▽

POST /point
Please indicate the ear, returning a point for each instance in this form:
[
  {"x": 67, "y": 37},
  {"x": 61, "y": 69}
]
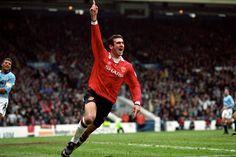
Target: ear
[{"x": 110, "y": 47}]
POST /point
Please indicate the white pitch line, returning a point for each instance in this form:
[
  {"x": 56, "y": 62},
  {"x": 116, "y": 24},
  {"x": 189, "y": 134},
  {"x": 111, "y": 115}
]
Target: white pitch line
[
  {"x": 169, "y": 146},
  {"x": 211, "y": 156}
]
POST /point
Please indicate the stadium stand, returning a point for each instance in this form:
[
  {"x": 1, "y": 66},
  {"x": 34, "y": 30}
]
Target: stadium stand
[{"x": 182, "y": 64}]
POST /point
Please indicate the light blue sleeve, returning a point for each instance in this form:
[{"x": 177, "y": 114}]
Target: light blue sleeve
[
  {"x": 231, "y": 101},
  {"x": 10, "y": 83}
]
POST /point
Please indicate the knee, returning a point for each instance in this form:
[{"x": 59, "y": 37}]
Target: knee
[{"x": 89, "y": 118}]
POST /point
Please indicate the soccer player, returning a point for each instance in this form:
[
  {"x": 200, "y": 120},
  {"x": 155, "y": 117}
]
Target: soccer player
[
  {"x": 7, "y": 81},
  {"x": 109, "y": 72},
  {"x": 228, "y": 103},
  {"x": 234, "y": 119}
]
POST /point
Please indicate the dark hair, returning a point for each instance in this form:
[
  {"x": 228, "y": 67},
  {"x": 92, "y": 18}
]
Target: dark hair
[
  {"x": 227, "y": 88},
  {"x": 110, "y": 40},
  {"x": 8, "y": 59}
]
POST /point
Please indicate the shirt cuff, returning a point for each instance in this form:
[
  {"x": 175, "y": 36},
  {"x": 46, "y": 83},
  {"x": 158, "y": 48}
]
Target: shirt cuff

△

• **Problem description**
Reproduce the entire listing above word for word, from its first line through its last, omitting the picture.

• **Solution to the problem**
POST /point
Please indicate the ear, returning a point for each instance in this form:
[
  {"x": 67, "y": 37},
  {"x": 61, "y": 69}
]
Target: ear
[{"x": 110, "y": 47}]
POST /point
Please indicate the white pitch line, returning a point for each instance in this form:
[
  {"x": 56, "y": 62},
  {"x": 116, "y": 24},
  {"x": 189, "y": 134},
  {"x": 111, "y": 115}
]
Target: white pitch line
[
  {"x": 169, "y": 146},
  {"x": 211, "y": 156}
]
POST /point
Please indicate the stadium stand, returning a point for each instance in this form:
[
  {"x": 1, "y": 66},
  {"x": 34, "y": 30}
]
Target: stadium stand
[{"x": 182, "y": 64}]
POST /point
Please indicate the light blue sleeve, returning a point for each instance in this form:
[{"x": 177, "y": 114}]
Target: light blue sleeve
[
  {"x": 231, "y": 101},
  {"x": 10, "y": 83}
]
POST /point
Please indicate the knee, returning a point for each instance in this form:
[{"x": 59, "y": 37}]
Target: knee
[{"x": 89, "y": 118}]
POST /point
Please indicate the soccer player, returning a point for each instance in this form:
[
  {"x": 200, "y": 120},
  {"x": 155, "y": 117}
]
Target: soccer player
[
  {"x": 7, "y": 81},
  {"x": 109, "y": 72},
  {"x": 228, "y": 103},
  {"x": 234, "y": 119}
]
POST /point
Please indicate the dark hair, returning a point for each instance in this form:
[
  {"x": 228, "y": 67},
  {"x": 92, "y": 18}
]
Target: dark hair
[
  {"x": 227, "y": 88},
  {"x": 110, "y": 40},
  {"x": 8, "y": 59}
]
POST /point
Please indicate the shirt cuff, returning a point for each instance in this form:
[
  {"x": 175, "y": 36},
  {"x": 46, "y": 83},
  {"x": 158, "y": 48}
]
Target: shirt cuff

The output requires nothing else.